**RECORDS SHOWN**
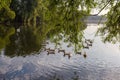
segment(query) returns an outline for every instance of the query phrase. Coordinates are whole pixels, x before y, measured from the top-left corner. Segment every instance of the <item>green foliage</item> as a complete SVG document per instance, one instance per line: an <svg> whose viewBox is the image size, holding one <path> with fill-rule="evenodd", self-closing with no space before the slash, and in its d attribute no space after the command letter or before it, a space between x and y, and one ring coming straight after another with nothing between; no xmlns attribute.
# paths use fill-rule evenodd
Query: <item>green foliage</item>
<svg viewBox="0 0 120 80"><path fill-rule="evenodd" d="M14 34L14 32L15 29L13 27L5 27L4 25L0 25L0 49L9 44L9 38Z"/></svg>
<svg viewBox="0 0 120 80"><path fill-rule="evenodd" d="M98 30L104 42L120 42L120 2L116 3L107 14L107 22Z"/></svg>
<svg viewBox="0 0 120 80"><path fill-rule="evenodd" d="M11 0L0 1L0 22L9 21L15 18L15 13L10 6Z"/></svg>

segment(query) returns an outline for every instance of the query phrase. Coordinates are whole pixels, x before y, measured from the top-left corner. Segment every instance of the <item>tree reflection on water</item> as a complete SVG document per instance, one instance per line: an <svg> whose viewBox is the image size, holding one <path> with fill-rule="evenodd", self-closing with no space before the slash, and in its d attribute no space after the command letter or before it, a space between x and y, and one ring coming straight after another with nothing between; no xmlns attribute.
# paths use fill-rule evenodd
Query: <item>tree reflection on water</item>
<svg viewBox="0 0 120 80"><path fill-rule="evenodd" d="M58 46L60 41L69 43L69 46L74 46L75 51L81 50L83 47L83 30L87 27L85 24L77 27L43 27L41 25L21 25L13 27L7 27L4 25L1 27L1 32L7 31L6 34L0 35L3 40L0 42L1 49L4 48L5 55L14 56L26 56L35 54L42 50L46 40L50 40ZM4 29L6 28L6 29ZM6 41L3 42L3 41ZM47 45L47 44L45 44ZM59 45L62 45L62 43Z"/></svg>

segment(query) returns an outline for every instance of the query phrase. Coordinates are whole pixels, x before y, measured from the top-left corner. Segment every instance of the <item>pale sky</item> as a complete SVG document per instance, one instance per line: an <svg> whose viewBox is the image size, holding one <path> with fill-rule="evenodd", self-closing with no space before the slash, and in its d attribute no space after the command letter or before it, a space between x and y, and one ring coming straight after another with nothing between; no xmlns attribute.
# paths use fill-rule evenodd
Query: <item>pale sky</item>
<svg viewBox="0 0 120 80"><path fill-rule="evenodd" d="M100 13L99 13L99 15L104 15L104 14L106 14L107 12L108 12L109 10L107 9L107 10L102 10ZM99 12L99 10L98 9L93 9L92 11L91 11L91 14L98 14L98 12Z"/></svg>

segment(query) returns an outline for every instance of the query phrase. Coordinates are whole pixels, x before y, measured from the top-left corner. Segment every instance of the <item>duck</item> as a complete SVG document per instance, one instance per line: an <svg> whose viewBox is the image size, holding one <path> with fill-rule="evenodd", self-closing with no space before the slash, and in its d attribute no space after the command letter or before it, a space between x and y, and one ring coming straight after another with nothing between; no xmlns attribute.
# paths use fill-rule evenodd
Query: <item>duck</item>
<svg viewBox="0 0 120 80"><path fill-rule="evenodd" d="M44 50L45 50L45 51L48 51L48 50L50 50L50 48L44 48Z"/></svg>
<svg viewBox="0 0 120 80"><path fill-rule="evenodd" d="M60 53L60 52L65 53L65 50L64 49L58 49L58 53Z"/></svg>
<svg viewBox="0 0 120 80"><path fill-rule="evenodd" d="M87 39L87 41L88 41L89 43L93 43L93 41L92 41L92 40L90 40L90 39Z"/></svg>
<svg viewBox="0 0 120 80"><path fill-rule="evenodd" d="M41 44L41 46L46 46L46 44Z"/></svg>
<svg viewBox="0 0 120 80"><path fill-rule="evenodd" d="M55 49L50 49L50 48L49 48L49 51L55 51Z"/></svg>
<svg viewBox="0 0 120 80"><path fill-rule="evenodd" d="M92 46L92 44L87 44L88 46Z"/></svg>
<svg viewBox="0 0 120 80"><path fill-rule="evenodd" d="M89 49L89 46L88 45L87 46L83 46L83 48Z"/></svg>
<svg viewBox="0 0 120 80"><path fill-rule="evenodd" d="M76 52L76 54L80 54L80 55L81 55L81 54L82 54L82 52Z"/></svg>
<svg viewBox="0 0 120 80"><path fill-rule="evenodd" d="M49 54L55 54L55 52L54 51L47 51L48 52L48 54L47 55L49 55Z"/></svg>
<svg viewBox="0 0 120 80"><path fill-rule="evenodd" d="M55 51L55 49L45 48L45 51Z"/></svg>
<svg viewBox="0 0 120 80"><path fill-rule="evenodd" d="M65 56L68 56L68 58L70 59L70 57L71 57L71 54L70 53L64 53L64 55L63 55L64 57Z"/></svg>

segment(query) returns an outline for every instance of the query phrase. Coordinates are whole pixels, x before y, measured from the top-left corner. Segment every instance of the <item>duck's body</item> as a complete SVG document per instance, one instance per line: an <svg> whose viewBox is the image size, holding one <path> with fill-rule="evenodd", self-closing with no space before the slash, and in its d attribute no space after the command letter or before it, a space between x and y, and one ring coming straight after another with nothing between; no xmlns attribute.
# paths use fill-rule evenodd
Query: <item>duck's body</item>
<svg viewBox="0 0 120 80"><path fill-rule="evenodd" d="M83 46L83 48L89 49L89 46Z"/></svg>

**EXERCISE GOAL**
Reproduce the listing above word for word and without any change, omitting the pictures.

**RESULT FOR THIS TASK**
segment(query) returns an outline for every instance of the query phrase. Coordinates are whole pixels, x before y, measured from the top-left corner. Segment every instance of the <item>green foliage</item> as a complete SVG document per instance, one instance per line: an <svg> whose viewBox is the image size, holding one <path> with fill-rule="evenodd", self-closing with no space before the slash, and in its d attribute no space after the command letter or before it, a space between x and y, and one ring coming straight after another with nothing between; no xmlns attribute.
# paths use fill-rule evenodd
Query: <item>green foliage</item>
<svg viewBox="0 0 120 80"><path fill-rule="evenodd" d="M14 34L14 32L15 29L13 27L5 27L4 25L0 25L0 49L9 44L9 38Z"/></svg>
<svg viewBox="0 0 120 80"><path fill-rule="evenodd" d="M98 30L104 42L120 42L120 2L116 3L107 14L107 22Z"/></svg>
<svg viewBox="0 0 120 80"><path fill-rule="evenodd" d="M11 0L0 1L0 22L9 21L15 18L15 13L10 6Z"/></svg>

segment(query) returns an outline for every instance of the query phrase. Coordinates are whole pixels, x before y, measured from the top-left corner. Segment every instance of the <item>tree reflection on water</item> as a complete SVG document per instance, one instance per line: an <svg> whose viewBox is the image size, holding one <path> with fill-rule="evenodd", self-closing with no space before the slash, and in its d attribute no space after the command letter or before it, a space between x and y, and one ring coming straight after another with nothing between; no xmlns attribute.
# paths use fill-rule evenodd
Query: <item>tree reflection on water</item>
<svg viewBox="0 0 120 80"><path fill-rule="evenodd" d="M58 46L60 41L69 43L69 46L74 46L75 51L81 50L83 47L83 30L87 27L85 24L77 27L43 27L41 25L21 25L13 27L7 27L4 25L1 27L1 32L7 31L6 34L0 35L3 40L0 42L1 49L4 48L5 55L14 56L26 56L35 54L42 50L46 40L50 40ZM4 29L6 28L6 29ZM6 41L3 42L3 41ZM47 45L47 44L45 44ZM59 45L62 45L62 43Z"/></svg>

segment(query) returns an outline for every instance of the query phrase. Coordinates are whole pixels, x before y, measured from the top-left corner. Segment every instance of the <item>pale sky</item> as a complete SVG document per instance, one instance per line: an <svg> whose viewBox is the image size, holding one <path> with fill-rule="evenodd", self-closing with no space before the slash, and in its d attribute no space after the command letter or before it, a space between x and y, and one ring coming straight after another with nothing between; no xmlns attribute.
# paths use fill-rule evenodd
Query: <item>pale sky</item>
<svg viewBox="0 0 120 80"><path fill-rule="evenodd" d="M100 13L99 13L99 15L104 15L104 14L106 14L107 12L108 12L109 10L107 9L107 10L102 10ZM99 12L99 10L98 9L93 9L92 11L91 11L91 14L98 14L98 12Z"/></svg>

segment(query) returns an outline for every instance of the query phrase. Coordinates are whole pixels, x before y, measured from the top-left corner. Segment every instance of the <item>duck</item> as a complete SVG document per instance, one instance per line: an <svg> whose viewBox is the image size, holding one <path> with fill-rule="evenodd", self-closing with no space before the slash, and in its d attribute no space after the command letter or before it, a space between x and y, and one ring coming straight after another with nothing between; no xmlns attribute.
# paths use fill-rule evenodd
Query: <item>duck</item>
<svg viewBox="0 0 120 80"><path fill-rule="evenodd" d="M44 50L45 50L45 51L48 51L48 50L50 50L50 48L44 48Z"/></svg>
<svg viewBox="0 0 120 80"><path fill-rule="evenodd" d="M60 53L60 52L65 53L65 50L64 49L58 49L58 53Z"/></svg>
<svg viewBox="0 0 120 80"><path fill-rule="evenodd" d="M87 39L87 41L88 41L89 43L93 43L93 41L92 41L92 40L90 40L90 39Z"/></svg>
<svg viewBox="0 0 120 80"><path fill-rule="evenodd" d="M41 44L41 46L46 46L46 44Z"/></svg>
<svg viewBox="0 0 120 80"><path fill-rule="evenodd" d="M55 49L50 49L50 48L49 48L49 51L55 51Z"/></svg>
<svg viewBox="0 0 120 80"><path fill-rule="evenodd" d="M92 46L92 44L87 44L88 46Z"/></svg>
<svg viewBox="0 0 120 80"><path fill-rule="evenodd" d="M89 49L89 46L88 45L87 46L83 46L83 48Z"/></svg>
<svg viewBox="0 0 120 80"><path fill-rule="evenodd" d="M76 52L76 54L80 54L80 55L81 55L81 54L82 54L82 52Z"/></svg>
<svg viewBox="0 0 120 80"><path fill-rule="evenodd" d="M49 54L55 54L55 52L54 51L47 51L48 52L48 54L47 55L49 55Z"/></svg>
<svg viewBox="0 0 120 80"><path fill-rule="evenodd" d="M55 51L55 49L45 48L45 51Z"/></svg>
<svg viewBox="0 0 120 80"><path fill-rule="evenodd" d="M65 56L68 56L68 58L70 59L70 57L71 57L71 54L70 53L64 53L64 55L63 55L64 57Z"/></svg>

segment(query) returns an outline for every instance of the query phrase. Coordinates are whole pixels, x before y, measured from the top-left corner. Segment every instance of the <item>duck's body</item> as a complete SVG document per instance, one instance per line: an <svg> whose viewBox is the image size, holding one <path> with fill-rule="evenodd", self-closing with no space before the slash, and in its d attribute no space after the command letter or before it, a space between x and y, and one ring coming straight after another with nothing between; no xmlns attribute.
# paths use fill-rule evenodd
Query: <item>duck's body</item>
<svg viewBox="0 0 120 80"><path fill-rule="evenodd" d="M83 46L83 48L89 49L89 46Z"/></svg>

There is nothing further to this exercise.